## Provided text
Indeed, while in this work we investigated the impact of uncertainty on learning using a well-established manipulation of environmental volatility, in general (and even in this task) uncertainty also arises from many other parameters of the environment, such as stochasticity (trial-wise outcome variance) (Piray and Daw, 2021). It remains to be seen whether similar results would be observed using other types of manipulations targeting uncertainty. In our task, the outcome variance was held constant, making it difficult to isolate the effects of stochasticity on participants’ subjective experience of uncertainty. The decision to focus on volatility was based on a rich prior literature demonstrating that volatility manipulations are a reliable means to modulate uncertainty in incremental learning (Behrens et al., 2007; Mathys et al., 2011; O’Reilly, 2013; Nassar et al., 2012; Nassar et al., 2010; Browning et al., 2015; Piray and Daw, 2020). Nonetheless, altering outcome variance to capture effects of stochasticity on episodic memory remains a critical avenue for further study. Still other attributes of the learning environment, like valence, have been shown to impact both uncertainty estimation (Aylward et al., 2019; Pulcu and Browning, 2019) and subsequent memory (Rosenbaum et al., 2022; Kensinger, 2004). It remains an open question how the valence of outcomes may impact the effects we observed here.

Further, another interpretation of this work is that, rather than capturing a tradeoff between multiple memory systems, our task could possibly be accomplished by a single system learning about, and dynamically weighting, independent features. Specifically, here we operationalized incremental learning as learning about a feature shared across multiple events (deck color) and episodic memory as learning about a trial-unique feature (an object that could be repeated once). Shifting attention between these independent features whenever one is less reliable could then yield similar behavior to arbitrating between incremental learning and episodic memory as we have posited here. While a scheme like this is possible, much prior work (Duncan et al., 2019; Lee et al., 2015; Poldrack et al., 2001; Packard and McGaugh, 1996; McDonald and White, 1994; Wimmer et al., 2014) indicates that multiple memory systems (differentiated by numerous other behavioral and neural signatures) are involved in the types of repeated vs. one-shot learning measured here. Further, our subsequent memory findings that individual objects and their associated value were better remembered from putatively episodic choices lend further support to the idea that episodic memory is used throughout the task. Nevertheless, more work is needed to distinguish between these alternatives and verify the connection between our task and other signatures of incremental vs. episodic memory.

For example, while in this study we disadvantaged incremental learning relative to episodic memory, similar predictions about their balance could be made by instead preferentially manipulating episodic memory, for example, through effects such as interference or recency and primacy. Another direction would be to look to the computational literature for additional task circumstances in which there are theoretical benefits to deploying episodic memory, and where incremental learning is generally ill suited, such as in environments that are high dimensional or require planning far into the future (Gershman and Daw, 2017). In principle, the brain can use episodic memory to precisely target individual past experiences in these situations depending on the relevance of their features to decisions in the present. Recent advances in computational neuroscience have, for example, demonstrated that artificial agents endowed with episodic memory are able to exploit its rich representation of past experience to make faster, more effective decisions (Lengyel and Dayan, 2007; Blundell, 2016; Santoro et al., 2016). While here we provided episodic memory as an alternative source of value to be used in the presence of uncertainty about incremental estimates, future studies making use of paradigms tailored more directly toward episodic memory’s assets will help to further elucidate how and when the human brain recruits episodic memory for decisions.

## Supplied entries

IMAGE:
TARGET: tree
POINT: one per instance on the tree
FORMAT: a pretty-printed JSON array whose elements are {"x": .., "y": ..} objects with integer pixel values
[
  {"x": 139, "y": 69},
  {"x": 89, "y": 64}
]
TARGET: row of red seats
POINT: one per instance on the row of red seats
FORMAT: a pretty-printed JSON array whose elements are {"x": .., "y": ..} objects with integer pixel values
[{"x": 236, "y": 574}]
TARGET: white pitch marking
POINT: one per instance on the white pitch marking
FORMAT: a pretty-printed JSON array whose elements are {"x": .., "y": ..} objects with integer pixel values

==

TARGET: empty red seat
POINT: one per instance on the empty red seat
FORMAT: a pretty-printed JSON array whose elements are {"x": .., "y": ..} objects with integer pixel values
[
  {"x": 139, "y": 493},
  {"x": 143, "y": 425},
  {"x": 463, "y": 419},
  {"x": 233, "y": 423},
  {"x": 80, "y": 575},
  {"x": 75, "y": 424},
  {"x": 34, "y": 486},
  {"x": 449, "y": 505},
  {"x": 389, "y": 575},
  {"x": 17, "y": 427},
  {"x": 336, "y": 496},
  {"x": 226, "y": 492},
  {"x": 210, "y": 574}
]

## Challenges
1) Answer these about the discussion of episodic memory and incremental learning:
(a) Which quantity was held constant in the task?
(b) Which feature served to operationalize incremental learning?
(c) What two kinds of environments are cited as ones where incremental learning is generally ill suited?
2) Carry on the discussion of episodic memory and incremental learning from the point where it stops.

## Answers for the tasks
1)
(a) The outcome variance.
(b) Deck color, a feature shared across multiple events.
(c) Environments that are high dimensional or that require planning far into the future.

2)
Finally, it is worth noting that many individuals, in both the main and replication samples, failed to meet our baseline performance criterion of altering the incremental learning rate between the low- and high-volatility environments (see ‘Materials and methods’). It is unclear whether this insensitivity to volatility was due to the limitations of online data collection, such as inattentiveness, or whether it is a more general feature of human behavior. While the low-volatility environment used here had half as many reversals as the high-volatility environment, it was still much more volatile than some environments used previously to study the effects of volatility on incremental learning (e.g., in entirely stable environments; Behrens et al., 2007). Thus, the relatively subtle difference between environments may also have contributed to some participants’ volatility insensitivity.

In conclusion, we have demonstrated that uncertainty induced by volatile environments impacts whether incremental learning or episodic memory is recruited for decisions. Greater uncertainty increased the likelihood that single experiences were retrieved for decision-making. This effect suggests that episodic memory aids decision-making when simpler sources of value are less accurate. By focusing on uncertainty, our results shed light on the exact circumstances under which episodic memory is used for decision-making.

Materials and methods

Experimental tasks

Request a detailed protocol

The primary experimental task used here builds upon a paradigm previously developed by our lab (Duncan et al., 2019) to successfully measure the relative contribution of incremental and episodic memory to decisions (Figure 1A). Participants were told that they would be playing a card game where their goal was to win as much money as possible. Each trial consisted of a choice between two decks of cards that differed based on their color (shown in Figure 1 as purple and orange). Participants had 2 s to decide between the decks and, upon making their choice, a green box was displayed around their choice until the full 2 s had passed. The outcome of each decision was then immediately displayed for 1 s. Following each decision, participants were shown a fixation cross during the intertrial interval period that varied in length (mean = 1.5 s, min = 1 s, max = 2 s). Decks were equally likely to appear on either side of the screen (left or right) on each trial and screen side was not predictive of outcomes. Participants completed a total of 320 trials and were given a 30 s break every 80 trials.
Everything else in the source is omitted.